(Pointing records)

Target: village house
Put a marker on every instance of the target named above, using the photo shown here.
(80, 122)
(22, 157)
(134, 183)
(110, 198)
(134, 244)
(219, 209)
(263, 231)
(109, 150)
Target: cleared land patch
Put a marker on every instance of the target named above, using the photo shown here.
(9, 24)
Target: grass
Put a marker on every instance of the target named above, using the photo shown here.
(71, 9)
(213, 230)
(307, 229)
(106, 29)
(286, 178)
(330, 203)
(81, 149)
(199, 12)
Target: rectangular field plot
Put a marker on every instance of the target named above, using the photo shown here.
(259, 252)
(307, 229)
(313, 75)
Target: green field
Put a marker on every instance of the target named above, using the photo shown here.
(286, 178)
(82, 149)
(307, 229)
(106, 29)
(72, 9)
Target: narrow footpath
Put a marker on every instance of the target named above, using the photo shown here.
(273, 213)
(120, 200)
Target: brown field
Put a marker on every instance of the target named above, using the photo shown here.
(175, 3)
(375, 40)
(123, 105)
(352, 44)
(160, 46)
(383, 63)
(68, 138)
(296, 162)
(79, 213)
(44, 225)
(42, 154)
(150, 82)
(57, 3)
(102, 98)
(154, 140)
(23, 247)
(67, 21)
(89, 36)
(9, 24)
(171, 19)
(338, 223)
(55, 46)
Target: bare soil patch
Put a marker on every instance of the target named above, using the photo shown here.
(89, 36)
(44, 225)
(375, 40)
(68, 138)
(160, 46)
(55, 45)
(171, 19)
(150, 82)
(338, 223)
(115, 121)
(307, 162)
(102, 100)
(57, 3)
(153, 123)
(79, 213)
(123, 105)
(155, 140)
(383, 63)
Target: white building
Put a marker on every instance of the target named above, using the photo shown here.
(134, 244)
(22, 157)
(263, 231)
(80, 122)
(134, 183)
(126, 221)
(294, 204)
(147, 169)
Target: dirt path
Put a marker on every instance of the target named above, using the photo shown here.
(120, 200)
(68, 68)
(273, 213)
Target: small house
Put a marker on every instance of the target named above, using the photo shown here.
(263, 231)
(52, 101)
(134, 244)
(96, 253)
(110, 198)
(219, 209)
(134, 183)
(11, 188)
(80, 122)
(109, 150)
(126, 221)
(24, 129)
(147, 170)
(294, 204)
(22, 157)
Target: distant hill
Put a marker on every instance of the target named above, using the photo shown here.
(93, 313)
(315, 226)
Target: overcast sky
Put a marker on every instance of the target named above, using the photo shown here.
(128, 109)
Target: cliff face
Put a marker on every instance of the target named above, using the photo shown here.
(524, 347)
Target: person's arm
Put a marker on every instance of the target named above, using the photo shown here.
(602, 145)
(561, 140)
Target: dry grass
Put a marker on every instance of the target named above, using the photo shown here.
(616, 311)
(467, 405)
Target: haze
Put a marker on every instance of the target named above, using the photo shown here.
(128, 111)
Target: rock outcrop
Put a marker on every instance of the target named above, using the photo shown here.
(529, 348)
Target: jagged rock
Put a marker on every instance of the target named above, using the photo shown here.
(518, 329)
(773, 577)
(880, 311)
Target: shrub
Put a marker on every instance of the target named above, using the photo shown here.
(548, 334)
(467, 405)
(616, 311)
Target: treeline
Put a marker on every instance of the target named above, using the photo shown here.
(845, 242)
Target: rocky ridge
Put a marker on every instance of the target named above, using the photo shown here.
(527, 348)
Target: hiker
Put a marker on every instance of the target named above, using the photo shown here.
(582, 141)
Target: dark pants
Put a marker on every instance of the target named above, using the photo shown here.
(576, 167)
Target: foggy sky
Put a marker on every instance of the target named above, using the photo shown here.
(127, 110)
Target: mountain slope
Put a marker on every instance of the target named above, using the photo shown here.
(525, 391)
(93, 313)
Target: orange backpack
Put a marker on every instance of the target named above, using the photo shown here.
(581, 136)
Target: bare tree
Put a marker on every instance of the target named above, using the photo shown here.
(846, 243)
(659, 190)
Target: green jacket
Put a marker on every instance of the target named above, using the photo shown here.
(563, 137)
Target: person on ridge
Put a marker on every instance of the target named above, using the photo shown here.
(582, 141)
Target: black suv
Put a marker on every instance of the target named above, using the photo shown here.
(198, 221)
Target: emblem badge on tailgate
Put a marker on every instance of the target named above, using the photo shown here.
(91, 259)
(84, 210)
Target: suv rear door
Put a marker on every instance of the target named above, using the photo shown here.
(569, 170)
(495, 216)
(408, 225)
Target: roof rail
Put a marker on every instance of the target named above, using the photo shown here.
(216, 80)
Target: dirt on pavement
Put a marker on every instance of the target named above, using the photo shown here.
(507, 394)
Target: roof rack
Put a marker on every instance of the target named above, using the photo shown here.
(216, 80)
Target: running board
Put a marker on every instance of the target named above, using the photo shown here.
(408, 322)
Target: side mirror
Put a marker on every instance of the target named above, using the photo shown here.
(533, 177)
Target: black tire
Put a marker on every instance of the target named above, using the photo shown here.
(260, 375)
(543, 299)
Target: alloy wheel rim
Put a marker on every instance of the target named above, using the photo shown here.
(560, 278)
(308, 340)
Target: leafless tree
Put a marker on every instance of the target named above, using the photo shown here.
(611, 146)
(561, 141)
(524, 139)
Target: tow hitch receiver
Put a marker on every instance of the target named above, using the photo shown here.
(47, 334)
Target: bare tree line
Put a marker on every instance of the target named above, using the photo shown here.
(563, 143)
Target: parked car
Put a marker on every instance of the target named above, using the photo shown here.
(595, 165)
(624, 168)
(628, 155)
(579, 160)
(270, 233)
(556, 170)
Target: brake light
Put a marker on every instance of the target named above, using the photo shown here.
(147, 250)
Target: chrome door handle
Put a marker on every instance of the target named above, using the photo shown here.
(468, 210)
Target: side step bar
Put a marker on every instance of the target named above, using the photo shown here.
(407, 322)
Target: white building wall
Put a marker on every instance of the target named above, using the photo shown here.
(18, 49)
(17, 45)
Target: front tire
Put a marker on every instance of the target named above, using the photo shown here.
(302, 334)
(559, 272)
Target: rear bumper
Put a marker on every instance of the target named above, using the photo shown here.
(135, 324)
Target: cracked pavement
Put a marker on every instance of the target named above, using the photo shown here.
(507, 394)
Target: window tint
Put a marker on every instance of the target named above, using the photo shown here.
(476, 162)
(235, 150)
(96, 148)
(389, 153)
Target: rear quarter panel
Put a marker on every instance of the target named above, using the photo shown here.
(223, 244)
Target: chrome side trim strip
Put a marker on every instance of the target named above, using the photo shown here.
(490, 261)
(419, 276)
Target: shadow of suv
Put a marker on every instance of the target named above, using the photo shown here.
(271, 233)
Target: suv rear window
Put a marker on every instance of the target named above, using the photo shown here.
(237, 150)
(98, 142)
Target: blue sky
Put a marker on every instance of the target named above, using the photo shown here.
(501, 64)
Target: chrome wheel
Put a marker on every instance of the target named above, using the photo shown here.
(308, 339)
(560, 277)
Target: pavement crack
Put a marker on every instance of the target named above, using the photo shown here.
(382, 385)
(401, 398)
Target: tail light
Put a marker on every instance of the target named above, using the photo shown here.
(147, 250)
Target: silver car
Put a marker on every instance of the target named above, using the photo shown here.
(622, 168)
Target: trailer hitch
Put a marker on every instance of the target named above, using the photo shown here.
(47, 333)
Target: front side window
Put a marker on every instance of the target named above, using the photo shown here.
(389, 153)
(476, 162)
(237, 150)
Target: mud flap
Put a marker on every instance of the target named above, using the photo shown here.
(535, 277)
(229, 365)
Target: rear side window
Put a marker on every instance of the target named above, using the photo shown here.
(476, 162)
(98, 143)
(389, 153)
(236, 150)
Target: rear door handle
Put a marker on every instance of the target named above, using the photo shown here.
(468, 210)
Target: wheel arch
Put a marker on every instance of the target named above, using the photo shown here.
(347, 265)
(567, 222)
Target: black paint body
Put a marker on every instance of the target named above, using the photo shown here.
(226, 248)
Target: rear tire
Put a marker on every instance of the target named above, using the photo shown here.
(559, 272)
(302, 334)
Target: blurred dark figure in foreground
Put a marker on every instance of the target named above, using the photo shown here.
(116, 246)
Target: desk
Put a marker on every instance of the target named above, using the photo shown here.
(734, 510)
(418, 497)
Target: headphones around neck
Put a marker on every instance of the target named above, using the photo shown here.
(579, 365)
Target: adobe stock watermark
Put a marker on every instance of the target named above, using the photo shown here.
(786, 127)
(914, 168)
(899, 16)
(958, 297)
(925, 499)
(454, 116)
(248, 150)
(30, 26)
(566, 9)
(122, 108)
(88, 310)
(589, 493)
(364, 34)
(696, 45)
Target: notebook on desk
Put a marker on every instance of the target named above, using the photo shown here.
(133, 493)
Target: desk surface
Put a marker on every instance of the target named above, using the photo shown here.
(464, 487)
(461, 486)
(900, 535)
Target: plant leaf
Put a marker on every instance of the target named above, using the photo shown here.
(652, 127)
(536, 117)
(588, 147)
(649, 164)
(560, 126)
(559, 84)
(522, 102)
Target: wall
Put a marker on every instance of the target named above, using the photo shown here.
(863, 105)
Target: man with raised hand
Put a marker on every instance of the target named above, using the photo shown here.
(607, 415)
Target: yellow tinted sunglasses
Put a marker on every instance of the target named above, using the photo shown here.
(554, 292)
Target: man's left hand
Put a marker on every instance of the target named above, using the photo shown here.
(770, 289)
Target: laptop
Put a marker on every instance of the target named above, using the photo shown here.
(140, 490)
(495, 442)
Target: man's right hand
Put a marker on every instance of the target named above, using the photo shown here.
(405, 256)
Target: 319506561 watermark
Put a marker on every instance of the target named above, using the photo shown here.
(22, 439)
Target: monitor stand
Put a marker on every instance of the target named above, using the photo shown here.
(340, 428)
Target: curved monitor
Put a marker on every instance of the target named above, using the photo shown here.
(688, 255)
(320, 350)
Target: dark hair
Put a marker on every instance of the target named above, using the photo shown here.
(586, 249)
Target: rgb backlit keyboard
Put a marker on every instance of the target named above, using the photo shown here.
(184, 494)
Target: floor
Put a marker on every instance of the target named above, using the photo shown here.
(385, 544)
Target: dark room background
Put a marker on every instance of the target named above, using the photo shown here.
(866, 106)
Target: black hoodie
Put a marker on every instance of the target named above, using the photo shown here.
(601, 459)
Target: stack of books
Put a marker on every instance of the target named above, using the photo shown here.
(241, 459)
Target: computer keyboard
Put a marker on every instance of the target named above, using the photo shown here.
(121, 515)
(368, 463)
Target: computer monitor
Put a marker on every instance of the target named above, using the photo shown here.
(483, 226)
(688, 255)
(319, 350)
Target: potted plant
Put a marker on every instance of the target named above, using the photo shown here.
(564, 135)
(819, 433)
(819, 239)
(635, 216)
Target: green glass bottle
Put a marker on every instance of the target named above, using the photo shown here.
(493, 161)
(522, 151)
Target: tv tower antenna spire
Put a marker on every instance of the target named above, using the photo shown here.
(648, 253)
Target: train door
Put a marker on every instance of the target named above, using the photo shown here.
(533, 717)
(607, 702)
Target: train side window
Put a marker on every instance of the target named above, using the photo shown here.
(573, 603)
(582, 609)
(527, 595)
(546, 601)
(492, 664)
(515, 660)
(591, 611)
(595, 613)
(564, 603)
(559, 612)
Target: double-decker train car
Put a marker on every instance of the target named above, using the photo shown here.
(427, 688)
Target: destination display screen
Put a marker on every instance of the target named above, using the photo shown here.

Work required:
Copy exactly the lines above, from the one containing "Target: potted plant" through the very last line.

Completed task:
Target: potted plant
Put a marker on every instance of the target named above, using the photo shown here.
(564, 135)
(819, 433)
(819, 239)
(635, 216)
Target: green glass bottle
Put a marker on every instance of the target named above, using the photo shown here.
(493, 161)
(522, 151)
Target: tv tower antenna spire
Put a marker on every instance of the target named above, using the photo shown here.
(648, 253)
Target: train door
Put a marker on every instance of the target named above, using the photo shown here.
(533, 717)
(607, 702)
Target: train side window
Put a marker on every instance of the target named above, using the photo shown here.
(573, 603)
(582, 609)
(527, 595)
(546, 601)
(492, 664)
(515, 660)
(591, 611)
(595, 613)
(564, 603)
(559, 612)
Target: double-decker train car
Put a marker on every instance of the target named above, using the photo shown here.
(427, 688)
Target: destination display screen
Put a marker on every instance of the target named above, using the photo shown here.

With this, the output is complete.